§ **INSTRUCTIONS TO FOLLOW**
Give back the full listing as written. No pictures go with it.

---------- GIVEN ENTRIES ----------

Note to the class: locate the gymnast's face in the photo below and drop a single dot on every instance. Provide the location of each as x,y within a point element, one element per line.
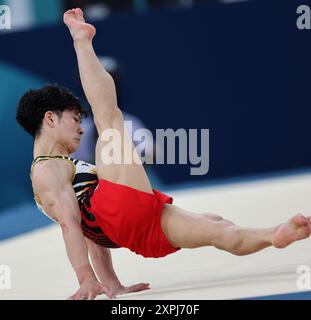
<point>66,129</point>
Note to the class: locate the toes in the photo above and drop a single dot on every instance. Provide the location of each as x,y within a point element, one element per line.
<point>79,11</point>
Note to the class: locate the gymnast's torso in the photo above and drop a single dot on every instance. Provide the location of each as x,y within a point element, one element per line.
<point>84,182</point>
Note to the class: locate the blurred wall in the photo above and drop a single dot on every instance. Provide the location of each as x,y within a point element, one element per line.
<point>240,70</point>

----------

§ **WRITTEN ANSWER**
Note to the class: locate the gymnast's face in the photo below and drop a single dot on every instance. Provide the location of each as x,y within a point element, one element per line.
<point>66,129</point>
Note to the class: locate the toes in the photo above and drop a single dot on every instance. Provide the location of each as x,y within a point element, one element per line.
<point>79,11</point>
Note to the class: locate the gymnast's torso in the photo above and drop a single dot on every instance. Provide the location of each as x,y within a point element, one element per line.
<point>84,182</point>
Note to the class: locate the blurred wall in the photo above and drop a single dot on every instance. Provide the location of each as x,y within a point element, one element per line.
<point>240,70</point>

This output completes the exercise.